# Work to complete:
Repeat the entries that follow verbatim, without any of their pictures.

---*---

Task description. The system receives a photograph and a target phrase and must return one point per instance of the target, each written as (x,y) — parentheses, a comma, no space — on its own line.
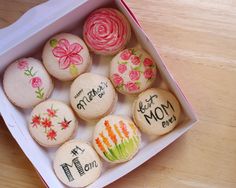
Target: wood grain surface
(197,40)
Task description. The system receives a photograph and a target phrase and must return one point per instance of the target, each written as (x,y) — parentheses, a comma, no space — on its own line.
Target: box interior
(72,22)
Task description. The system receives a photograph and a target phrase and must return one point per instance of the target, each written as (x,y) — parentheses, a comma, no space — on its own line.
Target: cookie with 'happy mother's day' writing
(76,164)
(92,96)
(156,111)
(27,83)
(52,123)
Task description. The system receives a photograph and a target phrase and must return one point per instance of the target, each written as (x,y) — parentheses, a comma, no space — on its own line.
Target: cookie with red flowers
(27,83)
(66,56)
(106,31)
(52,123)
(132,71)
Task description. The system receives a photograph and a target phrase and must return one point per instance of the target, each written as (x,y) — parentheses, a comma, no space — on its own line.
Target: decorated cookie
(156,111)
(27,83)
(76,164)
(116,139)
(132,71)
(52,123)
(92,96)
(106,31)
(66,56)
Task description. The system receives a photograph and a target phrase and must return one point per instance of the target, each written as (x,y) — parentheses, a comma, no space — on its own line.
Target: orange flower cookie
(156,111)
(27,83)
(116,139)
(132,71)
(76,164)
(66,56)
(52,123)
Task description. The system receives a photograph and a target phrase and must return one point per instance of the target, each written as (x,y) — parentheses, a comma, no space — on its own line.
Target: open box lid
(30,28)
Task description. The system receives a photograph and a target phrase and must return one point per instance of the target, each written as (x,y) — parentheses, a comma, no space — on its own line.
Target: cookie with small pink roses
(52,123)
(27,83)
(132,71)
(66,56)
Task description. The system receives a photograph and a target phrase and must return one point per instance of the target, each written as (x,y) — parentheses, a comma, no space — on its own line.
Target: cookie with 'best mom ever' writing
(156,111)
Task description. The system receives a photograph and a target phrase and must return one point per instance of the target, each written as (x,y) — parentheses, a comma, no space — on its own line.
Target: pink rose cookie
(132,71)
(27,83)
(52,123)
(66,56)
(106,31)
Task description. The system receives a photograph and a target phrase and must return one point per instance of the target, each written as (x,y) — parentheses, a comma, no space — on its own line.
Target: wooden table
(197,40)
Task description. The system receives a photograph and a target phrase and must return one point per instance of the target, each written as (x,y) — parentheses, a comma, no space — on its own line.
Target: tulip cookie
(52,123)
(76,164)
(27,83)
(156,111)
(116,139)
(66,56)
(106,31)
(92,96)
(132,71)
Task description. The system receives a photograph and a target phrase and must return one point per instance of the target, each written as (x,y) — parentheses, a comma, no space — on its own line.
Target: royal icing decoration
(68,54)
(44,120)
(34,80)
(132,71)
(76,164)
(106,30)
(118,141)
(156,111)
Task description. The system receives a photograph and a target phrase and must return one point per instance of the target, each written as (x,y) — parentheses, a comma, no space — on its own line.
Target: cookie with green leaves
(116,139)
(27,83)
(66,56)
(132,71)
(52,123)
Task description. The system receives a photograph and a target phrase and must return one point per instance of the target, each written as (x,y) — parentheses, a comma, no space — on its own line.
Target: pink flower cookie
(66,56)
(132,71)
(52,123)
(106,31)
(27,83)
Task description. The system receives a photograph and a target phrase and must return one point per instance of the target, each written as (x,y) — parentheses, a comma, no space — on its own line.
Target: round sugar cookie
(106,31)
(116,139)
(76,164)
(156,111)
(132,71)
(27,83)
(66,56)
(92,96)
(52,123)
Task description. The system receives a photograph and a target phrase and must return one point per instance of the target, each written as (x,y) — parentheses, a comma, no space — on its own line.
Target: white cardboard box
(26,37)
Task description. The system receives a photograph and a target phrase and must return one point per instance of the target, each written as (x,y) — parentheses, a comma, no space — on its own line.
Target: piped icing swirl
(106,31)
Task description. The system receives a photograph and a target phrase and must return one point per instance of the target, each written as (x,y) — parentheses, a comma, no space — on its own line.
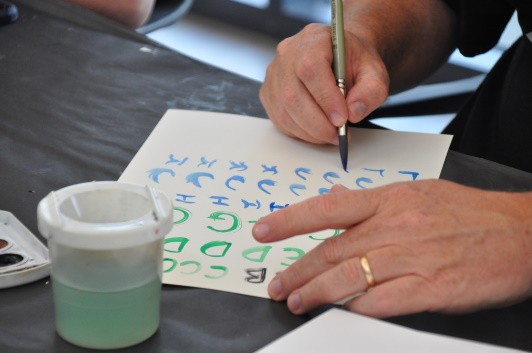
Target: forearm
(132,13)
(413,37)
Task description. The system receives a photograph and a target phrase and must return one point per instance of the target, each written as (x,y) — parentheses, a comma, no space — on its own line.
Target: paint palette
(23,258)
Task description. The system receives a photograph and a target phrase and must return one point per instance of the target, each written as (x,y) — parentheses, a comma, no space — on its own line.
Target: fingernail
(261,231)
(275,288)
(358,110)
(336,119)
(294,302)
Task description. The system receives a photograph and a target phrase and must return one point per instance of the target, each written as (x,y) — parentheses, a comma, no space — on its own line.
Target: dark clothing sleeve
(496,123)
(480,23)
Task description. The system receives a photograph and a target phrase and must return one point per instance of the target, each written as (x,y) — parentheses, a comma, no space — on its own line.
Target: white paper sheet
(341,331)
(223,172)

---*---

# Your response:
Task description. The system receives a photograph and a target phrase and must return one point per instance of the target, each written as (x,y) — parentheses, a comma, no space — on its own line.
Target: wood grain surface
(197,40)
Task description. The system receives a photograph and a target phrase and must return one point per instance of the target, each written as (x,y) — parentheses, a comma, no space — on its own line.
Target: box interior
(72,22)
Task description. The system receives a photograph and a target phrase and must return one point per instance of the target, each written as (x,y) — parentheses, a comma, no space — on its own line.
Target: cookie with 'happy mother's day' writing
(76,164)
(92,96)
(156,111)
(27,83)
(52,123)
Task description. The system receives a photograph and a target phrase and must return one point per instance of the target, each written as (x,y) — parentheses, a comma, no space — on its own line.
Target: cookie with red flowers
(27,83)
(66,56)
(106,31)
(52,123)
(132,71)
Task description. The system receives a photograph and a target phrase and must return one point per instance of the target, each written as (x,y) — parentheses, a comma, no space — on its own line.
Target: decorated cookie
(156,111)
(27,83)
(76,164)
(116,139)
(132,71)
(52,123)
(92,96)
(106,31)
(66,56)
Task description. The system receives a photograph and a target phrase and must return one point per instance of the target, each written as (x,y) — parentheses, a comma, no space — on its own line.
Target: orange flower cookie
(156,111)
(27,83)
(116,139)
(132,71)
(76,164)
(66,56)
(52,123)
Task description. The system receives a photograph and a target phrase and must return one point per instance of the target, each written as (x,y) — parentheses, a comma, no space — on its own line.
Target: open box lid
(30,28)
Task description. The system receives a photograph and a target phrase and must return one point per instance of the target, each written as (x,y) — parentheses, a comma, no space — on its own line.
Target: cookie with small pink roses
(52,123)
(27,83)
(132,71)
(66,56)
Task description. The system receives a photograph and a target phrase and must return one point per instance of the target, each written as (x,y) — parentheses, a comma, no space — on its own line.
Target: cookie with 'best mom ever' writing
(156,111)
Task description. The system receives a photograph and a target phrase and must return one point per instance of the target, each written as (x,y) — parentheses, a comma, no space — on its own line.
Target: pink rose cookie
(132,71)
(27,83)
(52,123)
(66,56)
(106,31)
Task description. The system receives a photograph and a target phrase and must return one point per instance of the target, each written as (x,y) — parentheses, a comma, no space — on its own line.
Target: wooden table
(197,40)
Task description. The system receives a photograph and a target phrase and must return one point per instance of the target, each written as (x,y) — parentheses, a comma, no space — on its own line.
Target: tulip cookie
(52,123)
(76,164)
(27,83)
(156,111)
(116,139)
(66,56)
(106,31)
(92,96)
(132,71)
Task description. The system receives a photograph and a target phrase and must return one point per instance of the target, each written as (x,y) — parentheses, a comma, no space — on its own line.
Target: royal icing decoration
(68,54)
(44,120)
(34,80)
(132,71)
(76,164)
(106,30)
(118,141)
(156,111)
Task description. The system receives a photograph and a target phrase and must return one point per instance of the target, each written as (x,y) — parentheses, a comma, no space — on its own line.
Target: cookie with green leaves
(116,139)
(27,83)
(66,56)
(132,71)
(52,123)
Task description. The system receives a photograph and a target phrase and must return one point per instance of the target, each written as (x,y) — parentheses, a comma, no space — on its own line.
Target: pink flower cookie
(66,56)
(132,71)
(52,123)
(106,31)
(27,83)
Task description. The system receives a photograph and a target phrase and must return one point per instance of the target, each written as (x,y) — parentheses, a comma, no space — on its own line.
Target: round sugar cookie
(106,31)
(116,139)
(76,164)
(156,111)
(132,71)
(27,83)
(66,56)
(92,96)
(52,123)
Task description. The system receives a photograph and a target phrase and must return one point per instance of the target, each written as (x,y) — parentheses, a comma, no space — on its own line.
Target: white cardboard box
(26,37)
Task description. The system receives a photograph and a target phrase and must return one point per instance of the target, each written as (x,y) — parentheses, a comma, no space — on its own line.
Target: piped icing swirl
(106,31)
Task description. The system receives a photograph and a target phrase and must return one point per instance of the target, each written as (x,y) — parentheses, a comma, no space — on its own line.
Target: forearm
(132,13)
(413,37)
Task description. The system receives a photograph and a target phrase and must return one point per instance of the target, each written as (x,y) — parentheses, a comma, no space — on its own line.
Target: paint palette
(23,258)
Task description. The system receives a photograph and a target phrase and must return one point per instance of the target, each written as (x,y) — parentheses, a comma, no space — on its own line.
Target: fingernail
(261,231)
(275,288)
(358,110)
(336,119)
(294,302)
Task description. The system receives a photograph and a target phrase and must return one point per instance of the target, each written as (x,y) — parentheses, a comma, no space — on its own line.
Target: dark clothing sleeve
(496,123)
(480,23)
Task description. The system receives a photograph and a target phrase and must return one point per instance of the target, each written as (x,y) — parentheses, a comma, no space — on its own line.
Target: white paper sheet
(341,331)
(223,172)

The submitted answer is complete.